Potongan Dokumen:

******

Fatmawati melahirkan anak terakhir pada 13 Januari 1953. Sukarno akan memberinya nama Taufan. Namun, Fatmawati tidak setuju, lebih suka dengan nama Guruh. Anak lelaki kedua setelah Guntur itu pun dinamai Mohammad Guruh Irianto Sukarnoputra.
Fatmawati mengalami pendarahan ketika melahirkan Guruh. Oleh karena itu, dokter menyarankan sebaiknya Fatmawati tidak punya anak lagi karena berbahaya.
“Sering saya kemudian ingat, betapa menderitanya Bu Fat. Beliau berhasil lolos dari risiko kematian akibat melahirkan, namun segera memasuki dunia penuh kepedihan dan kepahitan ketika rumah tangganya dirusak oleh sesama kaumnya,” kata Meutia Farida Hatta Swasono, putri Bung Hatta, dalam pengantar buku Suka Duka Fatmawati Sukarno karya Kadjat Adra’i.

******

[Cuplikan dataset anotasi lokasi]
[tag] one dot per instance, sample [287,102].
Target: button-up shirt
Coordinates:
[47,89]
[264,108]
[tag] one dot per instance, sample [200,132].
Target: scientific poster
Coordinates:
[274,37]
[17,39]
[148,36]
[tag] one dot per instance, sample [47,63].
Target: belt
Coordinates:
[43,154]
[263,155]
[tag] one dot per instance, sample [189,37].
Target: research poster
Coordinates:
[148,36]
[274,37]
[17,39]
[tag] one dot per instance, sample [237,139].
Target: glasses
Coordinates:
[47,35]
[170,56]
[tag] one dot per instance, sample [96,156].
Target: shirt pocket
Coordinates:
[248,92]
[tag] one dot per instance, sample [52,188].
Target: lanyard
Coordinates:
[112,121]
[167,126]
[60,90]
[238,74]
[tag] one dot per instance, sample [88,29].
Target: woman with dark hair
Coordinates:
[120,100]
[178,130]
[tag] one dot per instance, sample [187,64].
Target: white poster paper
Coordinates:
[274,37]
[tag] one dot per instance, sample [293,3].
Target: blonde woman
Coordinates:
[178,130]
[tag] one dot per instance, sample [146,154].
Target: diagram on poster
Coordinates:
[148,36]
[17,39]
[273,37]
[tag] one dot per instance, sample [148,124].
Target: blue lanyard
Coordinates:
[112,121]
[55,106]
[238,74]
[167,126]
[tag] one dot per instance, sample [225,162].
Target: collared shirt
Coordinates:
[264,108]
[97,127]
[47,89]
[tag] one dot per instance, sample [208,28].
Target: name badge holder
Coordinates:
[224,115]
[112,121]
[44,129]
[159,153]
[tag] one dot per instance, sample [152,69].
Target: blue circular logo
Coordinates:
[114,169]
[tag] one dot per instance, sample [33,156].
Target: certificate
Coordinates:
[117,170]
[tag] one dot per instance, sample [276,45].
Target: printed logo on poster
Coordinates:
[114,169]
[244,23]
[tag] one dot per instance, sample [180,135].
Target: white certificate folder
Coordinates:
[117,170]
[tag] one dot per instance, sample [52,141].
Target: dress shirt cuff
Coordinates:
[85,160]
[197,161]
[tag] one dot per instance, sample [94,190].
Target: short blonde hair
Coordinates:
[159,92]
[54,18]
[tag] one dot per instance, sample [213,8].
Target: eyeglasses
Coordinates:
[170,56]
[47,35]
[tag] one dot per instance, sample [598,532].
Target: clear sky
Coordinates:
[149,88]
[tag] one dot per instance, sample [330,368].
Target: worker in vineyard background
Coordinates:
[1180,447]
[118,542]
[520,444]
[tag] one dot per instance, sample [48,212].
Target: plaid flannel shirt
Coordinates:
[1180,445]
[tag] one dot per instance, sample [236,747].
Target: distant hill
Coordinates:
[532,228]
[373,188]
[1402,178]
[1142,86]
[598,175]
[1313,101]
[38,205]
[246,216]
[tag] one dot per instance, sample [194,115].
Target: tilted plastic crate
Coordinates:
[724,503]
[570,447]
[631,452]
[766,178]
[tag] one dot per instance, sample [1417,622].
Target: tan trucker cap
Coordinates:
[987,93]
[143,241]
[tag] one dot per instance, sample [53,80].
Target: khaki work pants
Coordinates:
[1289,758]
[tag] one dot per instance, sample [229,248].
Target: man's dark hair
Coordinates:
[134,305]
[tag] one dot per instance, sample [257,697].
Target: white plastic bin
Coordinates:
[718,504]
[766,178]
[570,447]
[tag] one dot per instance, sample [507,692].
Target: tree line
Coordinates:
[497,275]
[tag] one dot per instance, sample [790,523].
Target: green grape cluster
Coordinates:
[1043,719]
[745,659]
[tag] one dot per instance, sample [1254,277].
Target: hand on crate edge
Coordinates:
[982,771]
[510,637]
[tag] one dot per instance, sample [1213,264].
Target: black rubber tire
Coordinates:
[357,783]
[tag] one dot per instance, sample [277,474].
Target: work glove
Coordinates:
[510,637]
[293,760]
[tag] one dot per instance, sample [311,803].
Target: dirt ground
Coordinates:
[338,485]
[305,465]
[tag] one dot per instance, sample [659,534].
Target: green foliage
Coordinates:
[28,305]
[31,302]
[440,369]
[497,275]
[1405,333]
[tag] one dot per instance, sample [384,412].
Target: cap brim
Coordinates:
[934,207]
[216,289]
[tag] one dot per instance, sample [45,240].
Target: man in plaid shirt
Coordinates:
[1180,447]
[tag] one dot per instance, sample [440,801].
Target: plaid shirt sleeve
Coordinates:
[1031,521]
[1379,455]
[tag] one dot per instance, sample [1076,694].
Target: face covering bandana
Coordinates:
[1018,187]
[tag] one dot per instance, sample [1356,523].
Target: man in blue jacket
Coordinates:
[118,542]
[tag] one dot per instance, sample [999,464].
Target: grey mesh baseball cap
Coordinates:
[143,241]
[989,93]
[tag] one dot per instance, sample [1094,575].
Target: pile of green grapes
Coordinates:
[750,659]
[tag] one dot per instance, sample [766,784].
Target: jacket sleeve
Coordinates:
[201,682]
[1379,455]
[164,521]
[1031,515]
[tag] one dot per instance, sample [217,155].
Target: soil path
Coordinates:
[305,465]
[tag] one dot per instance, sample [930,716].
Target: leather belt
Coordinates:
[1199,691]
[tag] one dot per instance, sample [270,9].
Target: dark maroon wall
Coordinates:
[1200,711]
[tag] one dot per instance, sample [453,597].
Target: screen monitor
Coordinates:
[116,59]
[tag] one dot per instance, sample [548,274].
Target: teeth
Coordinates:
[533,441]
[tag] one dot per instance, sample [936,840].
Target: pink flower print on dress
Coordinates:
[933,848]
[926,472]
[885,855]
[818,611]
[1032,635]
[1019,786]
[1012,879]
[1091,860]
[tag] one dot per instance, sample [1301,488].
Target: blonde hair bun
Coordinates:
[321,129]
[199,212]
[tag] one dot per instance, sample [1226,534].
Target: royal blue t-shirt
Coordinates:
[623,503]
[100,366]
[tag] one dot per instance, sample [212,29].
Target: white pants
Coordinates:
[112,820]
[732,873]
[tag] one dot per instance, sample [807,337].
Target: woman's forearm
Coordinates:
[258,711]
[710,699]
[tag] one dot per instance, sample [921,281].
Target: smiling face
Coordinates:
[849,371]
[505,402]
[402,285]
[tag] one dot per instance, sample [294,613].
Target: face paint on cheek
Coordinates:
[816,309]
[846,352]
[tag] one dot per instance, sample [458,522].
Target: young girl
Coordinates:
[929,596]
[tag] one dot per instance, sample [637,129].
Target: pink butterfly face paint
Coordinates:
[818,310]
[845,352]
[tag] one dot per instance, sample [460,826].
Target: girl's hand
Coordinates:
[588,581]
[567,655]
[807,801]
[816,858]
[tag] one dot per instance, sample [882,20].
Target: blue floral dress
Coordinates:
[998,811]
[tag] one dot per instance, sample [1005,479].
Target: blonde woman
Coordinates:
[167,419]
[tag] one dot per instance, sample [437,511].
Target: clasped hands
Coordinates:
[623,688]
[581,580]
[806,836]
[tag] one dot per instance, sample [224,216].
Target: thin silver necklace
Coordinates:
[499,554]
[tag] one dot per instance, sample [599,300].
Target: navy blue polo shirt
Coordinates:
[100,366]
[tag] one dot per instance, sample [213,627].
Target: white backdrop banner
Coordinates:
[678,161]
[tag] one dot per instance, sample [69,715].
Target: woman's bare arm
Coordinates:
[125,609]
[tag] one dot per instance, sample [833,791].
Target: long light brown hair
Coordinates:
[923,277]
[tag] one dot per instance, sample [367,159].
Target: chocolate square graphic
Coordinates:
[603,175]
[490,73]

******

Daftar Tugas:
A - Ketik ulang bagian teks tentang Fatmawati, mulai dari "Fatmawati melahirkan anak" dan terus hingga "karya Kadjat Adra’i.".
B - Kalikan dengan 1,85 setiap angka koordinat jawaban dalam catatan, mulai dari baris yang memuat "[tag] one dot per instance, sample [213,627]." dan terus hingga akhir catatan, lalu bulatkan ke bilangan bulat dengan nilai setengah dibulatkan ke atas. Tuliskan kembali hanya baris dalam rentang itu, termasuk kedua ujungnya, dengan bagian lain dan contoh koordinat tetap seperti semula.
Teks dan catatan di atas merupakan bahan yang terpisah satu sama lain.

Jawaban Tiap Tugas:
A -
Fatmawati melahirkan anak terakhir pada 13 Januari 1953. Sukarno akan memberinya nama Taufan. Namun, Fatmawati tidak setuju, lebih suka dengan nama Guruh. Anak lelaki kedua setelah Guntur itu pun dinamai Mohammad Guruh Irianto Sukarnoputra.
Fatmawati mengalami pendarahan ketika melahirkan Guruh. Oleh karena itu, dokter menyarankan sebaiknya Fatmawati tidak punya anak lagi karena berbahaya.
“Sering saya kemudian ingat, betapa menderitanya Bu Fat. Beliau berhasil lolos dari risiko kematian akibat melahirkan, namun segera memasuki dunia penuh kepedihan dan kepahitan ketika rumah tangganya dirusak oleh sesama kaumnya,” kata Meutia Farida Hatta Swasono, putri Bung Hatta, dalam pengantar buku Suka Duka Fatmawati Sukarno karya Kadjat Adra’i.

B -
[tag] one dot per instance, sample [213,627].
Target: white backdrop banner
Coordinates:
[1254,298]
[tag] one dot per instance, sample [69,715].
Target: woman's bare arm
Coordinates:
[231,1127]
[tag] one dot per instance, sample [833,791].
Target: long light brown hair
Coordinates:
[1708,512]
[tag] one dot per instance, sample [367,159].
Target: chocolate square graphic
Coordinates:
[1116,324]
[907,135]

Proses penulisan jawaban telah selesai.